Exercise description: List every line of the data below that contains the string "sign".

■ ■ ■ ■ ■

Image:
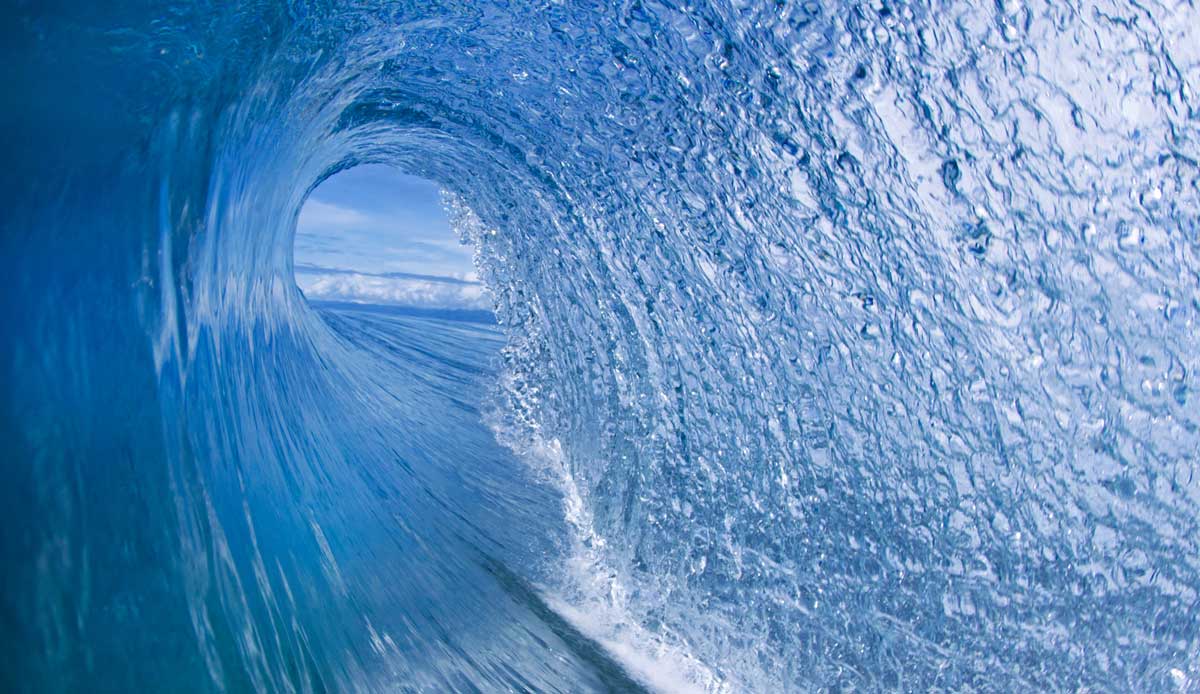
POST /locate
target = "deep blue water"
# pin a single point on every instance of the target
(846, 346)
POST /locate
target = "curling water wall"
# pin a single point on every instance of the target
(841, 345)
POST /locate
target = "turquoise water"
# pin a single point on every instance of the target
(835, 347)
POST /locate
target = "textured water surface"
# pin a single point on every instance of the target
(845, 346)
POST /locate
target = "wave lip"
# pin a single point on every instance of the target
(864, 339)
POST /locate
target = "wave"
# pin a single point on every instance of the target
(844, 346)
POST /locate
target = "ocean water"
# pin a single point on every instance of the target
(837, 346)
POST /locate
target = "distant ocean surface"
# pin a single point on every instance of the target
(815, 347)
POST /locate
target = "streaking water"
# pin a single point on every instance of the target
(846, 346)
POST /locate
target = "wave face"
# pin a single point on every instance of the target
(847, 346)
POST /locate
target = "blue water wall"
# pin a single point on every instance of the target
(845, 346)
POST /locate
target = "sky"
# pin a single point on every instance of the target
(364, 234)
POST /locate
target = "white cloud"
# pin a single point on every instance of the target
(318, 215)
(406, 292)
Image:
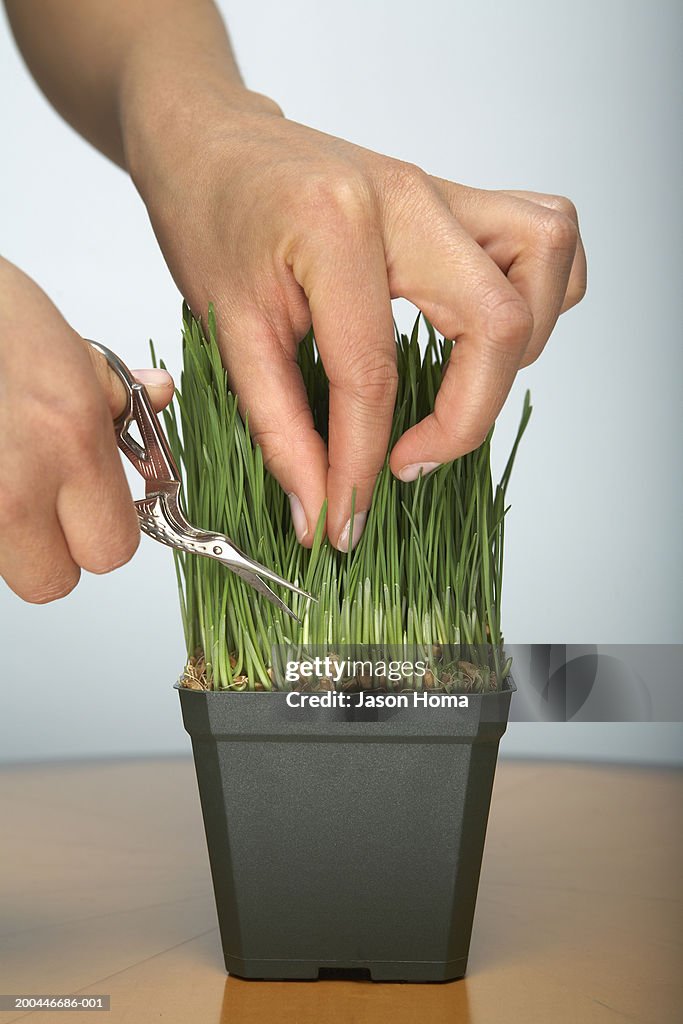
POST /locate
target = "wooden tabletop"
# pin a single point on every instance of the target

■ ■ ■ ■ ■

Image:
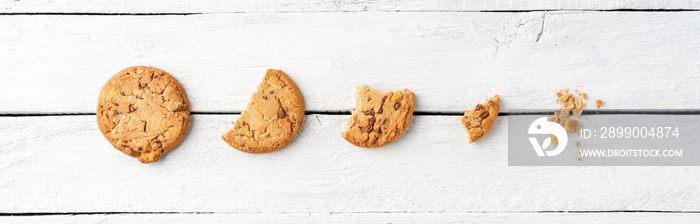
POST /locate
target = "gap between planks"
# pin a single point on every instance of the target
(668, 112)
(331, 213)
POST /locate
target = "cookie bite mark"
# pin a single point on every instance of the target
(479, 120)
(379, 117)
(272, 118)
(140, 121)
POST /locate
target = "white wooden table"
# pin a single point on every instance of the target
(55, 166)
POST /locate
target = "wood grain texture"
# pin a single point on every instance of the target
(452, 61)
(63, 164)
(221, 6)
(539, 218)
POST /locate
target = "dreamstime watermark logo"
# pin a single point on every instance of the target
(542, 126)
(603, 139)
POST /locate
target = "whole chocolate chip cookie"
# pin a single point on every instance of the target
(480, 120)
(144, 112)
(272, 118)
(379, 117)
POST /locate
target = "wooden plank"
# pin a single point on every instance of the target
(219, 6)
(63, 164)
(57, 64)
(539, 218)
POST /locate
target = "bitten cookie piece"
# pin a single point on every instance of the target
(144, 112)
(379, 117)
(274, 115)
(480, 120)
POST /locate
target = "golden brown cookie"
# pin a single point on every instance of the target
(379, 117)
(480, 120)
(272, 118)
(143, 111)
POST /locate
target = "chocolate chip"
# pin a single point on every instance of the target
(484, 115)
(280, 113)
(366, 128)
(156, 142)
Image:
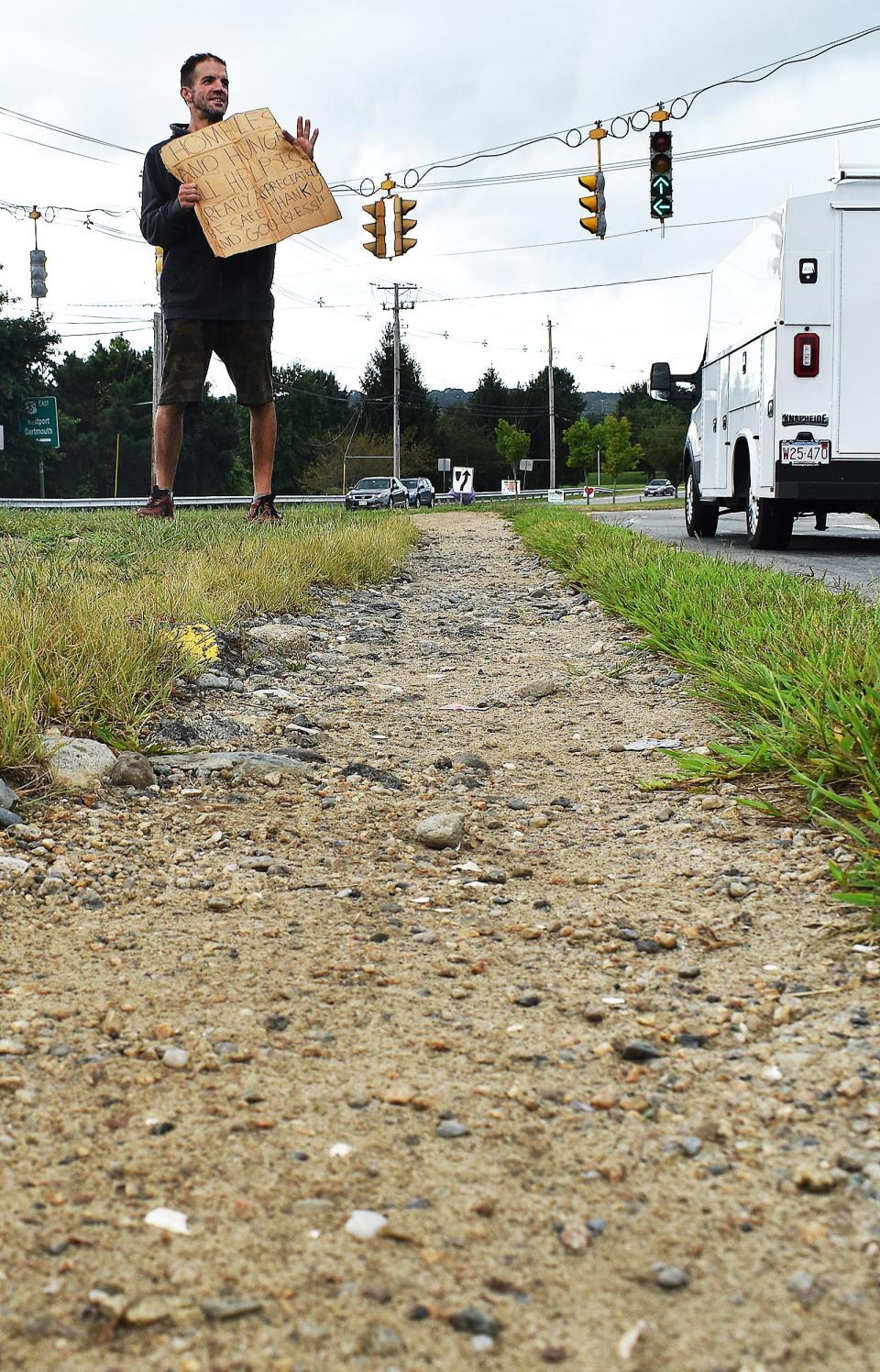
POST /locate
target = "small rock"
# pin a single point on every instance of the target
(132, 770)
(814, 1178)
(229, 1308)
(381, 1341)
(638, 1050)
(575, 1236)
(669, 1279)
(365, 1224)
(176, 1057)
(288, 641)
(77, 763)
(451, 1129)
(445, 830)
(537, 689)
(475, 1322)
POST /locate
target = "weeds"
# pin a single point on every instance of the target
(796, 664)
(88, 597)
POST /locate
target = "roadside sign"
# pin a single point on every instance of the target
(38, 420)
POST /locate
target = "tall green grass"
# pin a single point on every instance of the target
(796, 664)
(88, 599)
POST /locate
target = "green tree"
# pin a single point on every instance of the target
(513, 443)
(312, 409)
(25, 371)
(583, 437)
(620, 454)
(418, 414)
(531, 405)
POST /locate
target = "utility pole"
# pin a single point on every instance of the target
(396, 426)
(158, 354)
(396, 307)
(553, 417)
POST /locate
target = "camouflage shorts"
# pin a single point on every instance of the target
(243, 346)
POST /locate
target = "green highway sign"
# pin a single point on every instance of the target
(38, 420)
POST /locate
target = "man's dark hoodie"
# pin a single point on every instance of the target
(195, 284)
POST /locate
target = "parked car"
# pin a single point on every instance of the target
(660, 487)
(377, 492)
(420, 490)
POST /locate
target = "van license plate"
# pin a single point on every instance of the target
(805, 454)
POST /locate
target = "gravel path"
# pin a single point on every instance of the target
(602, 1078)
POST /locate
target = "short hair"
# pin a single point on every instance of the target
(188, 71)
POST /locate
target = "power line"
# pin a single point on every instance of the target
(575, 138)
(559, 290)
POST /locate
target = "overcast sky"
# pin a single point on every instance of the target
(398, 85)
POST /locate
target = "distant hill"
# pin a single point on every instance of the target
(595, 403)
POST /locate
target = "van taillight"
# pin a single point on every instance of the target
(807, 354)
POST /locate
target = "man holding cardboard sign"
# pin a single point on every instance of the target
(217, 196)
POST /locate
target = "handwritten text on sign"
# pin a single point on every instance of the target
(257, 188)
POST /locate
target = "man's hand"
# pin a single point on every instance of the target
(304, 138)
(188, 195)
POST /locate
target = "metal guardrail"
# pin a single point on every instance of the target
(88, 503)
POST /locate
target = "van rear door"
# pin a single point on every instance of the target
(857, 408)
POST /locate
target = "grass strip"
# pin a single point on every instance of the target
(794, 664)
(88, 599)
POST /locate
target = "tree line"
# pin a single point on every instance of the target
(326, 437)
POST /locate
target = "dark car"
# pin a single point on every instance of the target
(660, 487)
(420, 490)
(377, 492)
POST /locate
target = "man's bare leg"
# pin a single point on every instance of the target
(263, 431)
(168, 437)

■ ■ ■ ■ ■

Correct response:
target = "roadside sign"
target = "green highway sign"
target = "man holding cardboard sign"
target = "handwritten text on sign"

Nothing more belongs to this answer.